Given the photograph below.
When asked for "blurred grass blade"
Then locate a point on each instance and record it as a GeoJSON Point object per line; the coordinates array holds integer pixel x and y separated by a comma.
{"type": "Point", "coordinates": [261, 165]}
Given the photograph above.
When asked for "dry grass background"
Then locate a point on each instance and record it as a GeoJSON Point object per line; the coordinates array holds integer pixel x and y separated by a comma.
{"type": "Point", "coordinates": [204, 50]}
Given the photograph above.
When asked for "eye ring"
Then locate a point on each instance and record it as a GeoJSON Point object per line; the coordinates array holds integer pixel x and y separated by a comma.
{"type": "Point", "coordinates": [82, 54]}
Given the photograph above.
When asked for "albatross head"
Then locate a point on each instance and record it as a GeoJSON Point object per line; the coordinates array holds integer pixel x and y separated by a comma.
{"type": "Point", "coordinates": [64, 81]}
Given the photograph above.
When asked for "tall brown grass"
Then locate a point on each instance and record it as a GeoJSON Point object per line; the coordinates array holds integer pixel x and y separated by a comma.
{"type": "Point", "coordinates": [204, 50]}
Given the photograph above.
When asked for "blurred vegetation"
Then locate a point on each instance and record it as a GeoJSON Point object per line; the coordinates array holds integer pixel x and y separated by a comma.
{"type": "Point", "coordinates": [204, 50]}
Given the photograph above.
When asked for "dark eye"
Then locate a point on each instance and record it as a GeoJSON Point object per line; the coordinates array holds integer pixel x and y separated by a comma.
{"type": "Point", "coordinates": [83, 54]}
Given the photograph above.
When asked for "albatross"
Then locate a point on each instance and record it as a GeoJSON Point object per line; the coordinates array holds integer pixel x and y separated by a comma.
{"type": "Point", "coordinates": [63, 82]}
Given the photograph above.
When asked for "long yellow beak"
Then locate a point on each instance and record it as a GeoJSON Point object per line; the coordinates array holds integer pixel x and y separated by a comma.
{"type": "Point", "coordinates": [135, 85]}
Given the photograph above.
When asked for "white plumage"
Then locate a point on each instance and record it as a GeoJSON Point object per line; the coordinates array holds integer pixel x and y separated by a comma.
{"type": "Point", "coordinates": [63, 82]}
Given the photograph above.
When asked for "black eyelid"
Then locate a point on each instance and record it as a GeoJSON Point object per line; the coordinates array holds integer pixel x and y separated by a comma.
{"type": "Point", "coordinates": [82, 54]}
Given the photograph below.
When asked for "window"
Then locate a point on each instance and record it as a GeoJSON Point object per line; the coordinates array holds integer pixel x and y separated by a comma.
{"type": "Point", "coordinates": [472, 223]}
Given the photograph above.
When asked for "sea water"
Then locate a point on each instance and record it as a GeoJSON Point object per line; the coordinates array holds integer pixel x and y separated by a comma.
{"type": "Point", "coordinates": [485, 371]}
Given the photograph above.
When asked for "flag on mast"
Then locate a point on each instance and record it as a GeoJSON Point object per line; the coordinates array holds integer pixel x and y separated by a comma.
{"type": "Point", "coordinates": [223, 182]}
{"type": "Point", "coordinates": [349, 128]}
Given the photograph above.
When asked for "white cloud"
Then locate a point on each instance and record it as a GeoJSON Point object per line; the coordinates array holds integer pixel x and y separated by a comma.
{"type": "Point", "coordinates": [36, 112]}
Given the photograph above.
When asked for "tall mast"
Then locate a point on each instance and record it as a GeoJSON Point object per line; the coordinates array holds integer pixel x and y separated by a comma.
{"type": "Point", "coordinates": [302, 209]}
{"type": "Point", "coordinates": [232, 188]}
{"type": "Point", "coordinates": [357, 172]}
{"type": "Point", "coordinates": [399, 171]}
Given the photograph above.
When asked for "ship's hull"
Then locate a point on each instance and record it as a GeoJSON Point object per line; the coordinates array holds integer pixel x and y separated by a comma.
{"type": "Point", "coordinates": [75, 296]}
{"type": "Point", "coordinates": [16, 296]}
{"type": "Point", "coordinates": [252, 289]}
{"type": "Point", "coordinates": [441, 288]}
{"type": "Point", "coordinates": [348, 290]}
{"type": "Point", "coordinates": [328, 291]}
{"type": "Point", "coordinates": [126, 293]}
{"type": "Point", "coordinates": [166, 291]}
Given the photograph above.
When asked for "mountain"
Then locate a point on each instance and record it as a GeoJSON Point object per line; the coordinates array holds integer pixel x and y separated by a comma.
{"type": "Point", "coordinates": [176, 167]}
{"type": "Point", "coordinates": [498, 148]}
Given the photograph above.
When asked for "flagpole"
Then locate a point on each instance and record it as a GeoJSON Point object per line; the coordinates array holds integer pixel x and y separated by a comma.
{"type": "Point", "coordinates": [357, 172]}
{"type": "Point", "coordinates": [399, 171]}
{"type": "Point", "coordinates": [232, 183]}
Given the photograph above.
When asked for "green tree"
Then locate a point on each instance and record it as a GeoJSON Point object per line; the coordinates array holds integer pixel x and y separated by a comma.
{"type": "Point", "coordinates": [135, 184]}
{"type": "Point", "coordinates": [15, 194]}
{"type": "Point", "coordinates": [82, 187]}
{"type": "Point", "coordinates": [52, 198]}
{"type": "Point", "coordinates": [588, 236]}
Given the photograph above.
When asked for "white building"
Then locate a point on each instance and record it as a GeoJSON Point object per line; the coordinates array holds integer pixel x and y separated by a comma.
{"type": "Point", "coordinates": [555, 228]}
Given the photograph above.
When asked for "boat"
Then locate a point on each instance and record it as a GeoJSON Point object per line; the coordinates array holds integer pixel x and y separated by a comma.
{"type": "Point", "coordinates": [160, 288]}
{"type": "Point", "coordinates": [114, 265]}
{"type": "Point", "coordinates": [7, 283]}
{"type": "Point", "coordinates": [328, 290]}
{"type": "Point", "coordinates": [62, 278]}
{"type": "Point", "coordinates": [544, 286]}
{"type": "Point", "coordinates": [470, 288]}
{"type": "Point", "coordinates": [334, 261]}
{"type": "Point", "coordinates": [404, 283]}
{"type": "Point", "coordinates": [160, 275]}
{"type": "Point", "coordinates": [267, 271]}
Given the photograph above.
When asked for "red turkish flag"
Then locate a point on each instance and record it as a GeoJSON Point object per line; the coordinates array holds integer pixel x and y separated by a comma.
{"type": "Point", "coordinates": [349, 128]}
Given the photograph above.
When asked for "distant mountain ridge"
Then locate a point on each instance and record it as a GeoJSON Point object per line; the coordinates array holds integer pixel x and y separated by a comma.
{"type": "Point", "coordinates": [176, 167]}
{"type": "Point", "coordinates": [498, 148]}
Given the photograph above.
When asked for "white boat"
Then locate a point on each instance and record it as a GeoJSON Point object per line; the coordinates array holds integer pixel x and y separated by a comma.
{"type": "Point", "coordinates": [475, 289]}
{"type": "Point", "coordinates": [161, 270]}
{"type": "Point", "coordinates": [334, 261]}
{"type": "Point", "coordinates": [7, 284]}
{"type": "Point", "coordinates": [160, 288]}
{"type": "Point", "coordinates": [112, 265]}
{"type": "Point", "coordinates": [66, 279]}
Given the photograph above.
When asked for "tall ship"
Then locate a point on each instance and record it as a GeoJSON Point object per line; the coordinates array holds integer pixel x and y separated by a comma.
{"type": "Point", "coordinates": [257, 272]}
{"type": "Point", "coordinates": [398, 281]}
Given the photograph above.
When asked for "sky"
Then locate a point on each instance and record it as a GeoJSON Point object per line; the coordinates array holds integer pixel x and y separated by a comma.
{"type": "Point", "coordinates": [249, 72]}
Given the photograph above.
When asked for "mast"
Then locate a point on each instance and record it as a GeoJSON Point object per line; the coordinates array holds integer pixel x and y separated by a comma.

···

Short exercise: Please state how many lines of the entries above contain the word "blurred", matching case exactly, and give only that number.

Exercise response: 2